* **WHAT YOU SHOULD DO**
What this exercise calls for is an exact copy of the data.

[Saved data entries]
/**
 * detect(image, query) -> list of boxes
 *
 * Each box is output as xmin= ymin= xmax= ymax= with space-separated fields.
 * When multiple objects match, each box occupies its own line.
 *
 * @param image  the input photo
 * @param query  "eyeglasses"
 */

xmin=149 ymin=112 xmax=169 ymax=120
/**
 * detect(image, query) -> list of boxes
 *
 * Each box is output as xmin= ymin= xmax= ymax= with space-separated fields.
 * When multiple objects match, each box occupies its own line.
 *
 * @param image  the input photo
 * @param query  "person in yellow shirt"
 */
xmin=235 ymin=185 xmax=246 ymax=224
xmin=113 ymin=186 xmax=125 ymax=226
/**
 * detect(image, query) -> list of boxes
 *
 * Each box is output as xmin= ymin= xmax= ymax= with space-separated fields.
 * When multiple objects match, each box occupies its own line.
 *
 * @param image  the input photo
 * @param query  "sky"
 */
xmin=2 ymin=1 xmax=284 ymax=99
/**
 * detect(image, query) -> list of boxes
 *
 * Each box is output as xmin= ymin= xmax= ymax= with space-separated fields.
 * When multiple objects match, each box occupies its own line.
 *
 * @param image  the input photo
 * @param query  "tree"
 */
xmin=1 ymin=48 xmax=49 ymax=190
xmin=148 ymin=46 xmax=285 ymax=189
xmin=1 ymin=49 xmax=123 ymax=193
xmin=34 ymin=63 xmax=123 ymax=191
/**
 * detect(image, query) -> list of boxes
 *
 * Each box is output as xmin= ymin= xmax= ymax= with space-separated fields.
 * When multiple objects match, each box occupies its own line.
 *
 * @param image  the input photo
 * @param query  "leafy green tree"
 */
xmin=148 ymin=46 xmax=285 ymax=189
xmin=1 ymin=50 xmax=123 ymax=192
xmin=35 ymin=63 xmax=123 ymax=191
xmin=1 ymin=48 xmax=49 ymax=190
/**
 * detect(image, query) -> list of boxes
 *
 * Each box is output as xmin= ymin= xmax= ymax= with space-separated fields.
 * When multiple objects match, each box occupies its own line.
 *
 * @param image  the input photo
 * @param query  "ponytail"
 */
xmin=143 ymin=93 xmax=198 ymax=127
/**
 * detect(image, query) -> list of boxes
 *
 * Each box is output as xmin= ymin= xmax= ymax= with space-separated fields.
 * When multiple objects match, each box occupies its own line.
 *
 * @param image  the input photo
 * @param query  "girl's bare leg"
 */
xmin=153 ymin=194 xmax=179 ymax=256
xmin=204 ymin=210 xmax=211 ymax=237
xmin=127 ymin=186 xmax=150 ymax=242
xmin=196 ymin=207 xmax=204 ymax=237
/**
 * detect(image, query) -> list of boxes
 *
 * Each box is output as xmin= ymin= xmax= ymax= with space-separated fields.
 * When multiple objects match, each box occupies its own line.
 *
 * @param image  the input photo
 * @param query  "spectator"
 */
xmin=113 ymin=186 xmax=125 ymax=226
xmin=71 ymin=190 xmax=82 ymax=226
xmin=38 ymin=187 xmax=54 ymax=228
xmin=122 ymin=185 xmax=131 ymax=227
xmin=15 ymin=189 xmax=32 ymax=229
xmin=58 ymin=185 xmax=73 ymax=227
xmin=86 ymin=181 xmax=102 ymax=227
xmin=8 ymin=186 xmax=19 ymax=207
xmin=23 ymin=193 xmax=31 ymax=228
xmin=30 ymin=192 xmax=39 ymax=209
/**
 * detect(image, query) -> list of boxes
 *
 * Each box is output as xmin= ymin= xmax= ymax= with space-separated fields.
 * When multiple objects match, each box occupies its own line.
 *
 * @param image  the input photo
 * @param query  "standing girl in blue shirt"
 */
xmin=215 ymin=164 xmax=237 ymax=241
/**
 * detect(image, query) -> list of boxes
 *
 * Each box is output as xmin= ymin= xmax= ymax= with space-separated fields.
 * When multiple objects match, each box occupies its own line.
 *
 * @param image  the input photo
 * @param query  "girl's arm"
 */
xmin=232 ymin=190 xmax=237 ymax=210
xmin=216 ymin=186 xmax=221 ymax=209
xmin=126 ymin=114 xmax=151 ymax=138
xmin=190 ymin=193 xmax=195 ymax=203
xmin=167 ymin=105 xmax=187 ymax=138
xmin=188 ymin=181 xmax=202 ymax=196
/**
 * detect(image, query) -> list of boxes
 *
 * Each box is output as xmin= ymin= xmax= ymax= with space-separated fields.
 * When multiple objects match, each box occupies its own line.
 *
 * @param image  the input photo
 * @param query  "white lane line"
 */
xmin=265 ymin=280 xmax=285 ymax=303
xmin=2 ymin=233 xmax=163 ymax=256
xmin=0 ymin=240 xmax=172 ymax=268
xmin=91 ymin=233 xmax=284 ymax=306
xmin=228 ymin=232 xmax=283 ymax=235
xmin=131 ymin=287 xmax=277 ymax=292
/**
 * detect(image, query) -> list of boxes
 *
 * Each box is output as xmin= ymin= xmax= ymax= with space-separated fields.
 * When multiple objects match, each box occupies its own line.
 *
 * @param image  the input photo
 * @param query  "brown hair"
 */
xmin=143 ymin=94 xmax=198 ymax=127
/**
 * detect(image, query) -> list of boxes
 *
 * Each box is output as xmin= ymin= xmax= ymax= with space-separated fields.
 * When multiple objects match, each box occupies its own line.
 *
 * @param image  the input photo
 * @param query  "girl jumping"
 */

* **TASK RESULT**
/**
 * detect(image, query) -> list of boxes
 *
 * Each box is output as xmin= ymin= xmax= ymax= with space-separated fields.
 * When multiple objects match, each box occupies its own line.
 *
 * @param image  the input photo
 * @param query  "eyeglasses"
 */

xmin=149 ymin=112 xmax=169 ymax=120
/**
 * detect(image, query) -> list of boxes
 *
 * Each box is output as xmin= ymin= xmax= ymax= with space-separated fields.
 * When multiple objects match, each box occupies its own line.
 *
 * @param image  the input photo
 * @param query  "person in yellow shirt"
 */
xmin=235 ymin=185 xmax=246 ymax=224
xmin=113 ymin=186 xmax=125 ymax=226
/**
 * detect(image, query) -> list of boxes
 *
 * Each box is output as xmin= ymin= xmax= ymax= with space-separated fields.
 * When multiple objects match, each box occupies its own line.
 *
 * @param image  the input photo
 * @param query  "sky"
 */
xmin=2 ymin=1 xmax=284 ymax=99
/**
 * detect(image, query) -> list of boxes
 *
 * Each box is output as xmin= ymin= xmax= ymax= with space-separated fields.
 * When multiple objects match, each box occupies its own line.
 *
 * @param image  the input photo
 * @param query  "tree"
 */
xmin=1 ymin=48 xmax=49 ymax=190
xmin=148 ymin=46 xmax=285 ymax=189
xmin=1 ymin=49 xmax=123 ymax=193
xmin=34 ymin=63 xmax=123 ymax=191
/**
 * detect(image, query) -> list of boxes
 *
 * Each box is output as xmin= ymin= xmax= ymax= with space-separated fields.
 * When multiple objects match, each box occupies its own line.
 *
 * @param image  the input photo
 * @param query  "leafy green tree"
 */
xmin=148 ymin=46 xmax=285 ymax=189
xmin=1 ymin=50 xmax=123 ymax=192
xmin=35 ymin=63 xmax=123 ymax=191
xmin=1 ymin=48 xmax=49 ymax=190
/**
 * detect(image, query) -> list of boxes
 *
 * Each box is output as xmin= ymin= xmax= ymax= with space-separated fields.
 * When multiple objects match, each box occupies its own line.
 *
 * @param image  the input photo
 * @param query  "ponytail"
 */
xmin=143 ymin=93 xmax=198 ymax=127
/**
 * detect(image, query) -> list of boxes
 *
 * Each box is output as xmin= ymin= xmax= ymax= with space-separated fields.
 * When multiple objects match, each box occupies its own line.
 *
 * @param image  the input photo
 * @param query  "girl's bare leg"
 */
xmin=153 ymin=194 xmax=179 ymax=256
xmin=204 ymin=210 xmax=211 ymax=237
xmin=127 ymin=186 xmax=150 ymax=242
xmin=196 ymin=207 xmax=204 ymax=237
/**
 * detect(image, query) -> list of boxes
 *
 * Each box is output as xmin= ymin= xmax= ymax= with space-separated fields.
 * When multiple objects match, each box occupies its own line.
 *
 * @param image  the input photo
 * @param query  "spectator"
 */
xmin=113 ymin=186 xmax=125 ymax=226
xmin=71 ymin=190 xmax=82 ymax=226
xmin=38 ymin=187 xmax=54 ymax=228
xmin=122 ymin=185 xmax=131 ymax=227
xmin=15 ymin=189 xmax=32 ymax=229
xmin=58 ymin=185 xmax=73 ymax=227
xmin=86 ymin=181 xmax=102 ymax=227
xmin=8 ymin=186 xmax=19 ymax=207
xmin=23 ymin=193 xmax=31 ymax=228
xmin=30 ymin=192 xmax=39 ymax=209
/**
 * detect(image, query) -> list of boxes
 *
 * Each box is output as xmin= ymin= xmax= ymax= with space-separated fields.
 * When multiple objects match, each box occupies its own line.
 *
 * @param image  the input photo
 * @param query  "standing girl in blue shirt"
 */
xmin=215 ymin=164 xmax=237 ymax=241
/**
 * detect(image, query) -> list of boxes
 *
 * Each box is output as xmin= ymin= xmax= ymax= with space-separated fields.
 * When multiple objects match, each box occupies its own line.
 *
 * @param image  the input photo
 * @param query  "girl's arm"
 */
xmin=232 ymin=190 xmax=237 ymax=210
xmin=216 ymin=186 xmax=221 ymax=209
xmin=126 ymin=114 xmax=151 ymax=138
xmin=190 ymin=193 xmax=195 ymax=203
xmin=167 ymin=105 xmax=187 ymax=138
xmin=188 ymin=181 xmax=202 ymax=196
/**
 * detect(image, query) -> list of boxes
 *
 * Each box is output as xmin= ymin= xmax= ymax= with space-separated fields.
 * When multiple objects match, each box occupies its own line.
 *
 * @param image  the input photo
 * @param query  "white lane line"
 */
xmin=265 ymin=280 xmax=285 ymax=303
xmin=2 ymin=233 xmax=163 ymax=256
xmin=0 ymin=240 xmax=172 ymax=268
xmin=91 ymin=233 xmax=284 ymax=306
xmin=228 ymin=232 xmax=283 ymax=235
xmin=131 ymin=287 xmax=277 ymax=292
/**
 * detect(image, query) -> list of boxes
 *
 * Each box is output as xmin= ymin= xmax= ymax= with space-separated fields.
 * When multiple objects match, each box occupies its own line.
 *
 * @param image  the input photo
 * @param query  "brown hair"
 */
xmin=143 ymin=94 xmax=198 ymax=127
/**
 * detect(image, query) -> list of boxes
 *
 * Each box is output as xmin= ymin= xmax= ymax= with space-separated fields.
 * When multiple objects match, each box occupies its own line.
 *
 * @param image  the input photo
 * @param query  "girl jumping"
 */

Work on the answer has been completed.